TEXTO DADO:
┄┄┄┄┄┄┄┄┄┄┄┄┄┄┄┄┄┄┄┄

Formaban La Nueve 160 hombres, de los que 146 eran republicanos españoles enfrascados en la II Guerra Mundial. El 24 de agosto de 1944, a eso de las ocho de la tarde, la compañía penetró por la Porte d'Italie y, a veces en silencio y a veces haciendo ladrar a cañones y ametralladoras pesadas, llegó tras seis kilómetros de recorrido urbano a hacerse fuerte en el Hôtel de Ville, el ayuntamiento, en el corazón de París.

El conductor del Don Quichote

Rafael Gómez conducía un hafltrack (medio blindado) bautizado Don Quichote. Llevaba detrás un cañón antitanque operado por Cariño, un artillero gallego. Con ese vehículo recorrió Francia, participó en la batalla para liberar Grussenheim, en la Alsacia francesa, donde La Nueve fue diezmada, y llegó hasta la toma de Berchtesgaden, el refugio de montaña que Hitler llamó el Nido del Águila.

┄┄┄┄┄┄┄┄┄┄┄┄┄┄┄┄┄┄┄┄

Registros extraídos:
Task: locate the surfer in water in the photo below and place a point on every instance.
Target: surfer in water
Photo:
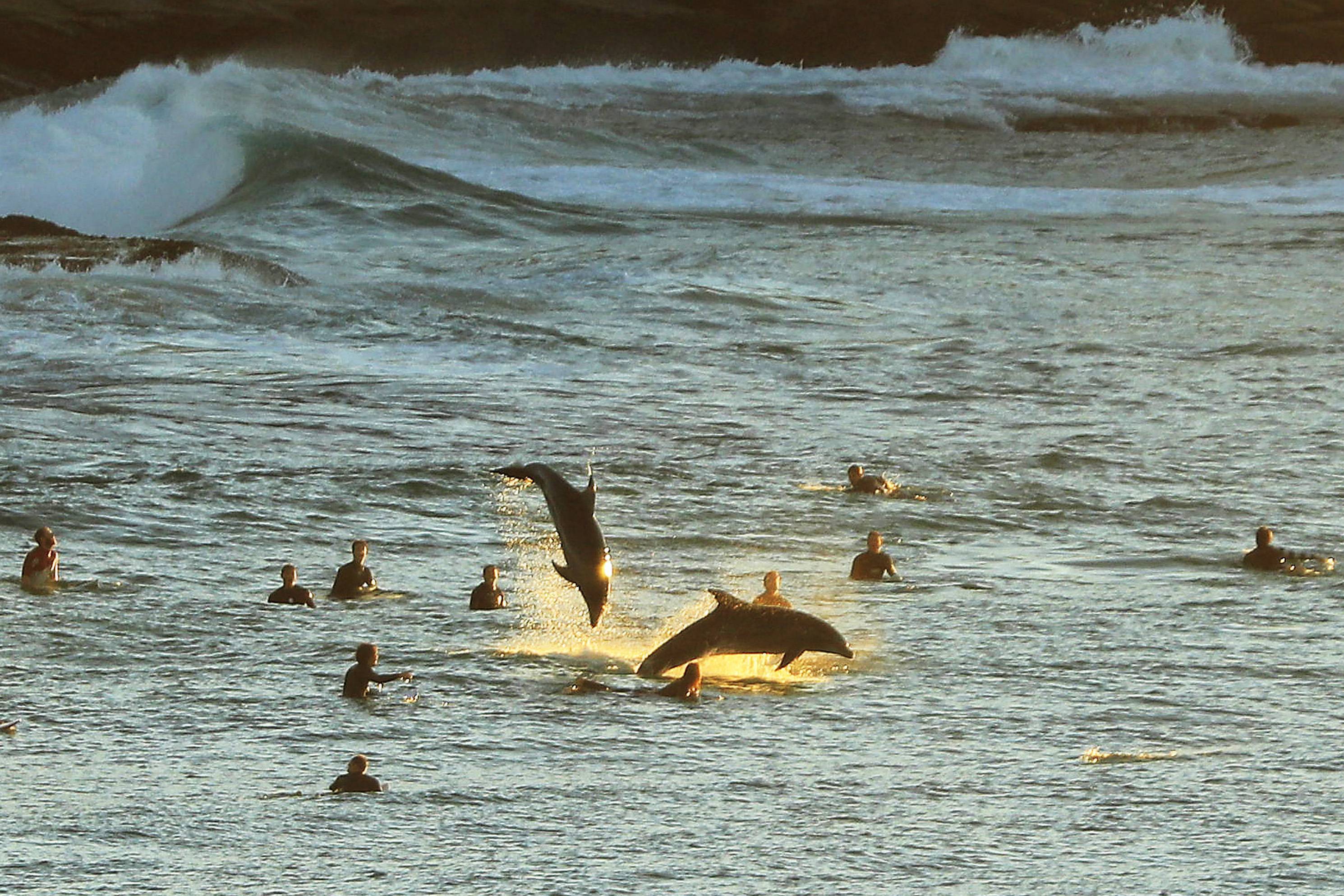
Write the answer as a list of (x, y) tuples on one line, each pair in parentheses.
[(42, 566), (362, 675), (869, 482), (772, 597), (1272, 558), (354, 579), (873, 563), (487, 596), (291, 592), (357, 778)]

┄┄┄┄┄┄┄┄┄┄┄┄┄┄┄┄┄┄┄┄

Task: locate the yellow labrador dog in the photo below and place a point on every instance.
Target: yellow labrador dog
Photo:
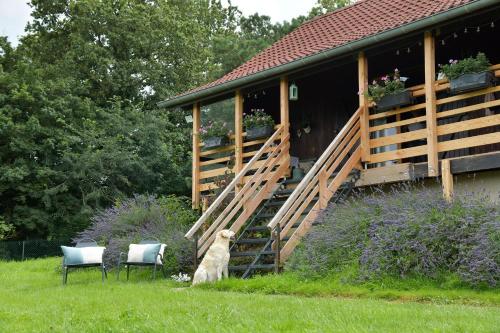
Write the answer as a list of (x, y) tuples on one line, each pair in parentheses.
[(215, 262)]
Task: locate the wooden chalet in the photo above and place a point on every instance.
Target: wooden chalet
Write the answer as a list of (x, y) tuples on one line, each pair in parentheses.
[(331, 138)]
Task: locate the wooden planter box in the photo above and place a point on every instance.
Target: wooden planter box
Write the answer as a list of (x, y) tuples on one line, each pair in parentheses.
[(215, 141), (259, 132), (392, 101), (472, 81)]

┄┄┄┄┄┄┄┄┄┄┄┄┄┄┄┄┄┄┄┄

CONSIGNA 1: En el texto sobre La Nueve, ¿cuántos de los 160 hombres de la compañía eran republicanos españoles?
CONSIGNA 2: Prosigue el texto sobre La Nueve a partir de su última oración.

RESPUESTA 1: 146.

RESPUESTA 2:
En la memoria de Rafael, que relataba sin aspavientos épicos, con la modestia de hombre normal y corriente, había una receta de combatiente -"Mire, en la guerra no hay que ser valiente. En la guerra hay que ir normal, como todo el mundo. No hay que hacerse el valiente, porque no sirve de mucho. Es más normal ir cagado de miedo", le dijo a El Periódico el 31 de agosto de 2019- y una conclusión de veterano: "La guerra es muy mala, muy mala. La guerra es mala siempre. Es mala en España; es mala en Argelia; es mala en Túnez; es mala en Europa; es mala para ti y también lo es para tu enemigo".

La región del Gran Este francés, donde Rafael se quedó a vivir, es una de las más golpeadas por la pandemia. La neumonía llevó al último de La Nueve a la clínica geriátrica privada de Lingolsheim, a las afueras de Estrasburgo, donde, en la madrugada del pasado 1 de abril, dejó de existir.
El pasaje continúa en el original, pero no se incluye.